- Reading text
The first telephone exchange opened in New Haven, Connecticut in 1878. The switchboard was built from "carriage bolts, handles from teapot lids and bustle wire" and could handle two simultaneous conversations (see National Park Service).

Later exchanges consisted of one to several hundred plug boards manned by operators. Each operator sat in front of from one to three banks of ¼-inch phone jacks fronted by several rows of phone cords, each of which was the local termination of a phone subscriber line. A calling party (known as the 'subscriber'), would lift the receiver, a light near the plug would light, and the operator would switch into the circuit to ask "number please?". Depending upon the answer, the operator might plug the plug into a local jack and start the ringing cycle, or plug into a hand-off circuit to start what might be a long distance call handled by subsequent operators in another bank of boards or in another building miles away.

On March 10, 1891, Almon Strowger, an undertaker in Topeka, Kansas, patented the Strowger switch, a device which led to the automation of the telephone circuit switching. While there were many extensions and adaptations of this initial patent, the one best known consists of 10 layers or banks of 10 contacts arranged in a semi-circle. When used with a dial telephone, each pair of numbers caused the shaft of the central contact "hand" to first step up a layer per digit and then swing in a contact row per digit.

These step switches were arranged in banks, beginning with a "line-finder" which detected that one of up to a hundred subscriber lines had the receiver lifted "off hook". The line finder hooked the subscriber to a "dial tone" bank to show that it was ready. The subscriber's dial pulsed at 10 pulses per second (depending on standards in particular countries).

Exchanges based on the Strowger switch were challenged by crossbar technology. These phone exchanges promised faster switching and would accept pulses faster than the Strowger's typical 10 pps — typically about 20 pps. The advent of DTMF tone-signalling solid-state switches cut off the crossbar's takeover before it could really get going.

A transitional technology (from pulse to DTMF) had DTMF "link finders" which converted DTMF to pulse and fed it to conventional strowger or crossbar switches. This technology was used as late as the mid to late 1990s.

Historic trivia

Because the switches were hard-wired together and fairly hard to re-wire (re-grade), telephone exchange buildings in many larger cities were dedicated to circuits that began with the first two or three numbers of the (in North America) standard 7 digit phone numbers. In a holdover from the days of plug-board exchanges, the exchanges were typically named with a name whose first two letters translated to the digits of the exchange's prefix on a common telephone dial. Examples: CAstle (22), TRinity (87), MUtual (68). Certain number combinations were not amenable to this naming process, such as "57," "95" and "97;" it was in part due to this factor that the name system was eventually abandoned, as more numbers were needed to prevent a given area code from running out of available numbers.

- Prompt
Condense the paragraph of the telephone exchange text that begins "Later exchanges consisted of" into a short bulleted list that keeps its main facts. The items that come next are separate material with no connection to the telephone exchange text.

Point annotation dataset records:

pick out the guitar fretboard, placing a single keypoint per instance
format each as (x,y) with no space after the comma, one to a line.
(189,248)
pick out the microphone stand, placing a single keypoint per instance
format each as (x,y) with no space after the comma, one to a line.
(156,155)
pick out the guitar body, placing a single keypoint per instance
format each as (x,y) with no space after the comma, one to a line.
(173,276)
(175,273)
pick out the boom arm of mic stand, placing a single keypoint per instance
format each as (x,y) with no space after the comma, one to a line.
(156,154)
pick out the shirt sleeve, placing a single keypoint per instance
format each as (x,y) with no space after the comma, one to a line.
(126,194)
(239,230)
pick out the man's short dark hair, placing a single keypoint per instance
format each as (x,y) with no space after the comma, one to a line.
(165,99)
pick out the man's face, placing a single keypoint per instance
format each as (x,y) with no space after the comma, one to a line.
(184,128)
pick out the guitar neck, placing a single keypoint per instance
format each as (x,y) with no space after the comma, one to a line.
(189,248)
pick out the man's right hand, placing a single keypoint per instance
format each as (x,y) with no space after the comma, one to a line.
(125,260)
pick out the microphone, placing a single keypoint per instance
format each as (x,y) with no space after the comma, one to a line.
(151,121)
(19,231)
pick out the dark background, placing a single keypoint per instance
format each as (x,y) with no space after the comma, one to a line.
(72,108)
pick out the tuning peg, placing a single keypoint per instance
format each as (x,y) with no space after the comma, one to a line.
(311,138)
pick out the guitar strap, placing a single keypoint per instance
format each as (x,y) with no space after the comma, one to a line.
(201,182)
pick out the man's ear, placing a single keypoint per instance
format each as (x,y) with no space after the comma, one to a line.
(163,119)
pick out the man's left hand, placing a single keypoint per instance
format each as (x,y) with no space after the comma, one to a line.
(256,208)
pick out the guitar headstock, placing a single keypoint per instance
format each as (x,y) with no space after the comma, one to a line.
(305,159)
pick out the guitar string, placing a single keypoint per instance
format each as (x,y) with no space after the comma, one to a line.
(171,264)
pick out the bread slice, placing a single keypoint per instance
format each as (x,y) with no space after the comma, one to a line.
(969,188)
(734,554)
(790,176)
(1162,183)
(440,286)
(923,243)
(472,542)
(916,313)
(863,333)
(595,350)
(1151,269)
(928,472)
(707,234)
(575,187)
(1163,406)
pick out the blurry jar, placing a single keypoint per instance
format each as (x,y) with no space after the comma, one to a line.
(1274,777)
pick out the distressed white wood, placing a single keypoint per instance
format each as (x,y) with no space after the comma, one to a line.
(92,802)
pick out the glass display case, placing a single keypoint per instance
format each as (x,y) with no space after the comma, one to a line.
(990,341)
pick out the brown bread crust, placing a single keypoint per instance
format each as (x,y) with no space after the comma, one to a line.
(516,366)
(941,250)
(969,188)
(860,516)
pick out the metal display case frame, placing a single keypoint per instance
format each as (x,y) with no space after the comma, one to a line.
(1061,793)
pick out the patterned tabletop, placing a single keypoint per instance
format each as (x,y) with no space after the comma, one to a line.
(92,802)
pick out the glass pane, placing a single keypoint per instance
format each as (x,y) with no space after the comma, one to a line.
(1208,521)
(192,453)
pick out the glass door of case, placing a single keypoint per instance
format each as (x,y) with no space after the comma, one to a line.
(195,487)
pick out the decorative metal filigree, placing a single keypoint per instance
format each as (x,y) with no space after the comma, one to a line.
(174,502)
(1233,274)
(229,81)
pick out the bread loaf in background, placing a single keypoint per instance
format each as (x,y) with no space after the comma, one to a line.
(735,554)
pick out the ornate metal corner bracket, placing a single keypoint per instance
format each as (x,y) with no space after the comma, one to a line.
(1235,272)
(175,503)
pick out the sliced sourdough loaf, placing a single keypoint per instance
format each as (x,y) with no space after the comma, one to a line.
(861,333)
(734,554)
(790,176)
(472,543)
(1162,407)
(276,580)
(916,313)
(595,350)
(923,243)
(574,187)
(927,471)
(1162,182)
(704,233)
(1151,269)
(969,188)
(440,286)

- Exercise answer
- Later exchanges had from one to several hundred plug boards, staffed by operators.
- Each operator sat before one to three banks of ¼-inch phone jacks, fronted by several rows of phone cords; each was the local termination of a subscriber line.
- When a calling party (the "subscriber") lifted the receiver, a light near the plug came on, and the operator switched into the circuit to ask "number please?"
- Depending on the answer, the operator either plugged into a local jack and started the ringing cycle or plugged into a hand-off circuit. The hand-off could begin a long distance call handled by other operators in another bank of boards or in a building miles away.